• AIM:
Write out the records below without changes, starting at the line that contains "Kindly point to the small rectangular" and ending at the last line of the records.
··· DATASET EXTRACT ···
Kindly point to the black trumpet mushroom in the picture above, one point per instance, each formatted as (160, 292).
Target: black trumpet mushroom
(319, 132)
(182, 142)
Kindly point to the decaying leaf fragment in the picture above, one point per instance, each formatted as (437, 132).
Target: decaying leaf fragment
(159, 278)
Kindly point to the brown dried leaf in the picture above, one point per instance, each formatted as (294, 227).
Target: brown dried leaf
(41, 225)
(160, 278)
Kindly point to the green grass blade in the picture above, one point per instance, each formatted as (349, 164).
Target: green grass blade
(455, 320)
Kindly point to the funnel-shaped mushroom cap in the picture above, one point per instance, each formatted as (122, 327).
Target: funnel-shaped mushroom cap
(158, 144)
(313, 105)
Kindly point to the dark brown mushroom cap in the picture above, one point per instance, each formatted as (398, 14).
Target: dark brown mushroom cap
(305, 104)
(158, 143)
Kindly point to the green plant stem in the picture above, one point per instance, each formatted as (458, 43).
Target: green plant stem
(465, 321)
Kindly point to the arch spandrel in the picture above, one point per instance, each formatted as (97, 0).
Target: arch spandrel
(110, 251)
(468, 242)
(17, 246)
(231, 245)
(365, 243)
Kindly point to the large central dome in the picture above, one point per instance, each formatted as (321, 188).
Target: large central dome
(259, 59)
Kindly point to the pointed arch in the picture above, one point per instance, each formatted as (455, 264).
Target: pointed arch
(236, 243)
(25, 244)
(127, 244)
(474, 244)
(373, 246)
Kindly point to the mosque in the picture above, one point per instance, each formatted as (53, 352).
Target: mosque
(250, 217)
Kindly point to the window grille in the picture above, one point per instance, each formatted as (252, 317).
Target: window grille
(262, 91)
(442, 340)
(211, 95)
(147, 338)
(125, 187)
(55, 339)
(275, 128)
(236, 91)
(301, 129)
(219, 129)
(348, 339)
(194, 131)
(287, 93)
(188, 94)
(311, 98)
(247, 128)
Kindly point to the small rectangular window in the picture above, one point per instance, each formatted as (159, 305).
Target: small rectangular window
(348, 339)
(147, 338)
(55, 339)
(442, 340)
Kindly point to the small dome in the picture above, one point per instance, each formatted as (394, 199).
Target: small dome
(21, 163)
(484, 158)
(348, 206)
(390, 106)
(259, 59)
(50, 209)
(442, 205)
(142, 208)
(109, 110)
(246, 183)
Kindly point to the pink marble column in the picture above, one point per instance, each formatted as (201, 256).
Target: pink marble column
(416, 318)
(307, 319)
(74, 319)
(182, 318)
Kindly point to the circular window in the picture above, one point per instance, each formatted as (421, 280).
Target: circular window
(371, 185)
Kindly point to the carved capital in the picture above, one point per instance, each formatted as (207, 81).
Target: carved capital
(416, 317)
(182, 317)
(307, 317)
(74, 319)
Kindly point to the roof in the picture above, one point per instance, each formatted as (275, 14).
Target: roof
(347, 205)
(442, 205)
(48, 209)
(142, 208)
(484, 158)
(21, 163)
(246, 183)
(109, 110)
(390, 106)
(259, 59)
···
• SOLUTION FOR THIS PROBLEM:
Kindly point to the small rectangular window in the picture above, one point per instance, each formatted as (159, 305).
Target: small rectangular window
(348, 339)
(147, 338)
(55, 339)
(442, 340)
Kindly point to the small dome in the picture above, one point per instance, each formatted as (394, 199).
Target: small dome
(21, 163)
(484, 158)
(348, 206)
(390, 106)
(259, 59)
(50, 209)
(442, 205)
(142, 208)
(109, 110)
(246, 183)
Kindly point to the pink marble column in the picture above, one point per instance, each formatted as (201, 256).
Target: pink marble column
(416, 318)
(307, 319)
(74, 319)
(182, 318)
Kindly point to the circular window in the picture above, one point per instance, each formatted as (421, 280).
Target: circular window
(371, 185)
Kindly point to the carved capital in the picture above, one point per instance, each formatted as (207, 81).
Target: carved capital
(416, 317)
(182, 317)
(307, 317)
(74, 319)
Kindly point to the roof in the picture above, one point per instance, each formatted as (275, 14).
Target: roof
(347, 205)
(442, 205)
(48, 209)
(142, 208)
(484, 158)
(21, 163)
(246, 183)
(109, 110)
(390, 106)
(259, 59)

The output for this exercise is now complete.